» OBJETIVO DEL EJERCICIO
Reescribe de forma más breve el párrafo del fragmento que empieza «Ayer a las 5:30 de la tarde» y conserva sus datos principales.

Ayer
a las 5:30 de la tarde recibí un DM de Twitter enviado por mi ex alumno Jaime
Martínez Romero. Me comunicaba una noticia que de alguna manera yo esperaba
desde hacía meses: la muerte de su tío, mi amigo Fernando Martínez Sánchez. Un
día antes, el jueves 9, puede ver por última vez a don Fer. Estaba tendido en
una cama de hospital ya inconsciente y con respiración afanosa. Lo acompañaban
tres de sus hijos: Fernando, Cristián y Mireya; Gerardo venía en camino desde
Tuxtla Gutiérrez, Chiapas. La hora de visita era breve, así que sólo pude estar
allí poco menos de media hora.

» CONJUNTO DE DATOS
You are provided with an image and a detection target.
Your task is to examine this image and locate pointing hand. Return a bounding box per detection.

--

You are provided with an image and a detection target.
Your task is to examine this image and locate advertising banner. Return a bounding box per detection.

==

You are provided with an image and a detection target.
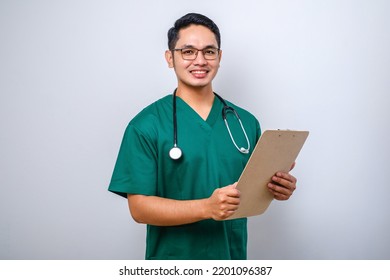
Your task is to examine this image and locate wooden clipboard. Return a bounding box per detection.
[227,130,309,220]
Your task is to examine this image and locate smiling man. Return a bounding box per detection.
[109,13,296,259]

» RESPUESTA
Ayer a las 5:30 de la tarde, mi ex alumno Jaime Martínez Romero me avisó por DM de Twitter de la muerte, esperada desde hacía meses, de su tío, mi amigo Fernando Martínez Sánchez. El jueves 9 vi por última vez a don Fer, inconsciente y con respiración afanosa en el hospital. Estaban con él sus hijos Fernando, Cristián y Mireya, y Gerardo venía desde Tuxtla Gutiérrez, Chiapas. Por la breve hora de visita, estuve poco menos de media hora.